▸ Source records
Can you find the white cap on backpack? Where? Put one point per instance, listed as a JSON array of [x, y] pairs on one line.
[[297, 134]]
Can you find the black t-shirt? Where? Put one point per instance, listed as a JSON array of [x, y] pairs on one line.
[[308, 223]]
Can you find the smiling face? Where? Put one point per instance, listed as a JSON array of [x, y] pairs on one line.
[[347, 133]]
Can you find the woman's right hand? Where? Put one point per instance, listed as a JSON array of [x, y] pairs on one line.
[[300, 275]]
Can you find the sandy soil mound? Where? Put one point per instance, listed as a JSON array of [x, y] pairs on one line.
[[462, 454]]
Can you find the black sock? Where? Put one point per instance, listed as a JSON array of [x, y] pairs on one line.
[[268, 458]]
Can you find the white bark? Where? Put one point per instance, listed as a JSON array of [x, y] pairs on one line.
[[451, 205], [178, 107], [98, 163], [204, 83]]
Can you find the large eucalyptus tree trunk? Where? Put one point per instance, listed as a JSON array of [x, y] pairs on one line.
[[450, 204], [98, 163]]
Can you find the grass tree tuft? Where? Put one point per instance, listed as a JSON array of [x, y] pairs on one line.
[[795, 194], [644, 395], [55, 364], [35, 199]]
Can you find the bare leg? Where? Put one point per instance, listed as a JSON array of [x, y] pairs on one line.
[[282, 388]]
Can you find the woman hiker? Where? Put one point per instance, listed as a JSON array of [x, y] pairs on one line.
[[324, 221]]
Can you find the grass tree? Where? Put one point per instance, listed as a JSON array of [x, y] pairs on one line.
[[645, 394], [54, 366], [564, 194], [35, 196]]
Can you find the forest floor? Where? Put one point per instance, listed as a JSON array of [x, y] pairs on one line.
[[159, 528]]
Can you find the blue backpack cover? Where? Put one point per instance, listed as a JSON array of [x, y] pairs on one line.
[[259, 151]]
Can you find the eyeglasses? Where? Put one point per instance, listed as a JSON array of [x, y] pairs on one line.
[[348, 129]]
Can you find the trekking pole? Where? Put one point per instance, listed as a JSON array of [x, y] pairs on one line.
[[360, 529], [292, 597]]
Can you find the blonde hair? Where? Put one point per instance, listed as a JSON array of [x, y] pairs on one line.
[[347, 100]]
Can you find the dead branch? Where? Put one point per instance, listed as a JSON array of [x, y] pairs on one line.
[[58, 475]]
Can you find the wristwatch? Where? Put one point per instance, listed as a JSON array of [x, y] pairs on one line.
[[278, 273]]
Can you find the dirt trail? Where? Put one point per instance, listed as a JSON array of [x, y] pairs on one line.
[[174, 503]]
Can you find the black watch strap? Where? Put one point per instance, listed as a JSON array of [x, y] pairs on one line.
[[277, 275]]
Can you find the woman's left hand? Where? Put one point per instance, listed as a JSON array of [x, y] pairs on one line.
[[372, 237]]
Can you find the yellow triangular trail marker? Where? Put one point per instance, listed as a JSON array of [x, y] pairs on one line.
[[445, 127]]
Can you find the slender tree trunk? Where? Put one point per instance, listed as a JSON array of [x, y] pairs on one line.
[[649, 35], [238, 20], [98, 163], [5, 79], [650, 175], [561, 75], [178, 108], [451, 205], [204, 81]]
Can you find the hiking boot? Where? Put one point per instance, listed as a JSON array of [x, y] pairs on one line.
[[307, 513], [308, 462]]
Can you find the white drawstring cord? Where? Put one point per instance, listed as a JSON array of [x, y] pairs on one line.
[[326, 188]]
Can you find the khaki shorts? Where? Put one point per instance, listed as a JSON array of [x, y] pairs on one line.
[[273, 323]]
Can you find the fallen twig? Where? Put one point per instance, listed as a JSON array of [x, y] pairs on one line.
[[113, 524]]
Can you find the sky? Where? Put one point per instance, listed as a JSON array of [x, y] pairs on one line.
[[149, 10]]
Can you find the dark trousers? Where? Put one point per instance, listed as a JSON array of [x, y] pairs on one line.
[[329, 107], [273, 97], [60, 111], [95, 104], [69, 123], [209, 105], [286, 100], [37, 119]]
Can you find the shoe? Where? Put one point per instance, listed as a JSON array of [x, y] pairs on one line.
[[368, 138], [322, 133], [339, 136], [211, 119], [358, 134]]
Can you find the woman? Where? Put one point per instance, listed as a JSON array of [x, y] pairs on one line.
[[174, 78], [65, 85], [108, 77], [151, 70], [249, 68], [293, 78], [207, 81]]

---

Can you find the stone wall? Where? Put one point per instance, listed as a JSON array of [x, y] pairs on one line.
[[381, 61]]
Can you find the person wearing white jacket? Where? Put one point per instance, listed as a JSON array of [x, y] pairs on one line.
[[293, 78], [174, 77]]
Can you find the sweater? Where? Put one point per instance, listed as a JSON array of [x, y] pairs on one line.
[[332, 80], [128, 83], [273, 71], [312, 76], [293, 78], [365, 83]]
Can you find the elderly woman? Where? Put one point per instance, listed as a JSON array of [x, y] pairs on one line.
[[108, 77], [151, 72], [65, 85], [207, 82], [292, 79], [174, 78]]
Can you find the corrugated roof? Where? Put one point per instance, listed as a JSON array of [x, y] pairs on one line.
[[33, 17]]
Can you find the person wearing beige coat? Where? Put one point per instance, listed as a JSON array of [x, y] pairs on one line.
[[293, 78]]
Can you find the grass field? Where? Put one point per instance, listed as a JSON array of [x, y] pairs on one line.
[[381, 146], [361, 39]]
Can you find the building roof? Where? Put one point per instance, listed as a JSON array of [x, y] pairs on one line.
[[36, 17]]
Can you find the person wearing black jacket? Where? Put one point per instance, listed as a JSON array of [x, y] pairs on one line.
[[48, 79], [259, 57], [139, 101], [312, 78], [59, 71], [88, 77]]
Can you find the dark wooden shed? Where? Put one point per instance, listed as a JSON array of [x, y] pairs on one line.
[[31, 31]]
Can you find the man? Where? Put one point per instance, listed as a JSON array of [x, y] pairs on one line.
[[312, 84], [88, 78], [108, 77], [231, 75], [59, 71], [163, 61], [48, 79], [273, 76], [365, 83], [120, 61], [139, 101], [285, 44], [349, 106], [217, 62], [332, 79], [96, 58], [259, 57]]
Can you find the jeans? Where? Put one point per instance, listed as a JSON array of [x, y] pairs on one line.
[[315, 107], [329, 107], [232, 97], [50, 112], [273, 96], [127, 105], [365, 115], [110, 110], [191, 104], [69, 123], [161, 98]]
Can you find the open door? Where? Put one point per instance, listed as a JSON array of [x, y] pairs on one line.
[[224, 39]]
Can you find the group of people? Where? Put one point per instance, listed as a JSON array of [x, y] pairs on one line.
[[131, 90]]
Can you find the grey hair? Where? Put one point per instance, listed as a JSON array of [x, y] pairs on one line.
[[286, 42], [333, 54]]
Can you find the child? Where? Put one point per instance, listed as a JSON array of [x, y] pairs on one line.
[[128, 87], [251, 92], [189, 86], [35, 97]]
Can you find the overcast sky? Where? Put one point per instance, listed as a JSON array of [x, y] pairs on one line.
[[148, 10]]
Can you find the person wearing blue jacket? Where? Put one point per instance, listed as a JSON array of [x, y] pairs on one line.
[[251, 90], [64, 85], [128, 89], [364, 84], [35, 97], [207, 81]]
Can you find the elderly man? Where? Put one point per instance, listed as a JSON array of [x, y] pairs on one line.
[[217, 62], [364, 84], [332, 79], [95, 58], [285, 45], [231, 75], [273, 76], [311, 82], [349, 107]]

▸ What you will do
Starting with the line that contains "Can you find the yellow" and going through the line that contains "[[113, 524]]", replace "hiking boot" with "walking shoe" and give those lines again with everything else unchanged.

▸ Solution
Can you find the yellow triangular trail marker? Where? Put one point per instance, listed as a JSON array of [x, y] pairs on one line.
[[445, 127]]
Can you find the slender tree trunk? Where? Put one point per instance, listed as a JSON array of [x, y] pairs on one line.
[[649, 35], [238, 20], [98, 163], [5, 79], [650, 175], [561, 75], [178, 108], [451, 205], [204, 81]]
Can you find the walking shoe? Where? Put one point per instance, listed as a JSON array of [x, y] pairs on one line.
[[307, 513], [308, 462]]
Can you find the white drawstring cord? Where? Put one point per instance, listed as a JSON array of [x, y] pairs on one line.
[[326, 188]]
Can you find the khaki shorts? Where? Put one point per instance, listed as a JSON array of [x, y] pairs on one line.
[[273, 323]]
Can you find the fallen twig? Where? Put one point per instance, listed as a JSON array of [x, y] pairs on one line.
[[113, 524]]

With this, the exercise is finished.